Texte source
---------------

Ce qu’on a oublié de vous dire à propos du cinquième pouvoir

par Eric Culnaert
mardi 27 mars 2007

Le 24 mars à Paris se tenait la journée Agoravox, avec pour mot-clé « 5e pouvoir ». La définition qui en a été proposée en ouverture débouche sur une image idyllique de la société future, mais résiste-t-elle à l’analyse ?

24 mars, un samedi à L’Usine.
Environ 300 personnes réunies autour de la grave question de savoir si le 5e pouvoir en est un ou pas, et puis aussi pour faire la fête à Agoravox - comprenez l’expression comme vous voudrez, ça sera de toute manière un peu le reflet de ce qui s’est passé : des petits fours et des gens sympas bien disposés les uns envers les autres, quelques poussées d’énervement, de longues plages bon enfant où tout le monde s’abîme dans la contemplation un rien surprise du miracle de l’intelligence collective venue habiter les outils technologiques qu’on a déployés pour elle.

---------------

Liste
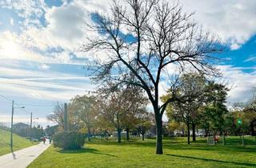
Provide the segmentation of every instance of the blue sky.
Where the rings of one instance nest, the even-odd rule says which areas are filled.
[[[46,116],[57,102],[68,102],[94,86],[83,68],[95,53],[78,52],[95,10],[106,12],[103,0],[0,2],[0,94],[14,99],[14,122],[50,124]],[[218,34],[228,50],[218,68],[232,83],[229,102],[244,102],[256,86],[256,2],[181,0],[186,12]],[[220,6],[219,4],[222,4]],[[9,122],[10,102],[0,96],[0,122]]]

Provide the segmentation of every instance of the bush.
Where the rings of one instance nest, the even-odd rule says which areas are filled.
[[[80,149],[85,144],[83,134],[80,132],[60,132],[54,135],[54,146],[63,150]]]

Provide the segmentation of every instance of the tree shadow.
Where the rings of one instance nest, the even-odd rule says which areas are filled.
[[[110,157],[117,157],[115,155],[113,154],[103,154],[102,153],[100,150],[96,150],[96,149],[93,149],[93,148],[82,148],[82,149],[78,149],[78,150],[60,150],[58,152],[62,153],[62,154],[102,154],[102,155],[106,155],[106,156],[110,156]]]
[[[167,154],[166,155],[178,157],[178,158],[192,158],[192,159],[197,159],[197,160],[202,160],[202,161],[206,161],[206,162],[220,162],[220,163],[235,164],[235,165],[239,165],[239,166],[256,166],[256,164],[249,163],[249,162],[222,161],[222,160],[216,160],[216,159],[212,159],[212,158],[196,158],[196,157],[191,157],[191,156],[183,156],[183,155],[170,154]]]

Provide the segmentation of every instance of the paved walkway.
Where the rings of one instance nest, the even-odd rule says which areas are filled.
[[[0,156],[0,168],[26,168],[50,146],[49,142]]]

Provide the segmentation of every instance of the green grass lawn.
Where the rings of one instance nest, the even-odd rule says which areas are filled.
[[[93,140],[75,151],[50,146],[29,167],[256,167],[255,145],[206,143],[205,139],[190,145],[183,138],[165,139],[164,154],[157,155],[154,139],[122,144]]]
[[[11,152],[10,147],[10,134],[9,131],[0,129],[0,156]],[[14,134],[13,136],[14,151],[38,144],[38,142],[31,142],[30,140],[15,134]]]

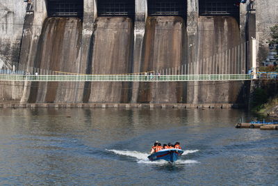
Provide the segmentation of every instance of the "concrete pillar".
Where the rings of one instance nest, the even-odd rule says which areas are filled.
[[[187,1],[187,51],[184,53],[185,56],[183,64],[186,64],[188,67],[195,65],[197,61],[198,52],[198,15],[199,15],[199,1]],[[192,68],[191,68],[192,69]],[[193,70],[186,70],[186,74],[195,74]],[[198,88],[195,88],[199,82],[188,82],[184,88],[184,100],[187,103],[198,102]]]
[[[147,15],[147,0],[135,1],[136,15],[134,20],[134,44],[133,55],[133,73],[141,72],[142,50],[143,47],[145,20]],[[132,84],[131,102],[137,102],[138,96],[139,82]]]
[[[252,38],[251,40],[251,61],[252,61],[252,69],[253,74],[253,79],[256,79],[256,42],[255,38]]]
[[[43,22],[47,17],[47,0],[33,1],[33,13],[25,16],[22,52],[19,63],[33,67],[40,36],[42,33]],[[26,24],[26,25],[25,25]],[[33,26],[33,25],[35,25]],[[28,47],[25,51],[24,47]],[[24,52],[23,54],[23,52]],[[31,82],[24,82],[21,103],[27,102],[30,94]]]
[[[78,72],[81,74],[90,74],[91,72],[89,63],[92,61],[93,47],[94,24],[97,17],[97,0],[84,0],[83,17],[82,41],[80,52],[80,63]],[[85,95],[90,91],[89,82],[76,84],[77,92],[74,102],[82,102]]]

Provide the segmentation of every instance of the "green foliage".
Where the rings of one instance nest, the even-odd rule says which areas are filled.
[[[263,104],[268,102],[268,95],[263,89],[256,88],[253,93],[253,99],[251,102],[252,110],[257,111],[263,109]]]
[[[272,27],[270,27],[270,36],[271,40],[270,41],[270,45],[278,44],[278,24],[275,24]],[[278,46],[276,47],[276,49],[278,50]]]

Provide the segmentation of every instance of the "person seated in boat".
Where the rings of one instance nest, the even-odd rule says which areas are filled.
[[[168,149],[168,146],[167,144],[163,144],[163,149]]]
[[[156,146],[156,152],[158,152],[161,150],[163,150],[163,148],[162,147],[161,144],[158,143],[158,144],[157,144],[157,146]]]
[[[176,142],[176,144],[174,144],[174,148],[181,149],[181,147],[179,146],[179,142]]]
[[[152,147],[152,149],[151,149],[151,154],[156,153],[156,148],[157,148],[158,144],[158,142],[156,142],[154,144],[154,146]]]
[[[174,145],[172,145],[171,143],[168,143],[168,148],[174,148]]]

---------------

Consignes
• A. Selon l'article sur le cinquième pouvoir, combien de personnes étaient réunies environ le 24 mars ?
• B. Réécrivez le passage de l'article sur le cinquième pouvoir qui s'ouvre sur les mots contenant « Ce qu’on a oublié » et se ferme sur « résiste-t-elle à l’analyse ? », en changeant « Paris » en « Lyon ».
• C. Relevez tous les noms propres de l'article sur le cinquième pouvoir.

Solutions
• A. Environ 300 personnes.

• B.
Ce qu’on a oublié de vous dire à propos du cinquième pouvoir

par Eric Culnaert
mardi 27 mars 2007

Le 24 mars à Lyon se tenait la journée Agoravox, avec pour mot-clé « 5e pouvoir ». La définition qui en a été proposée en ouverture débouche sur une image idyllique de la société future, mais résiste-t-elle à l’analyse ?

• C. Eric Culnaert, Paris, Agoravox, L'Usine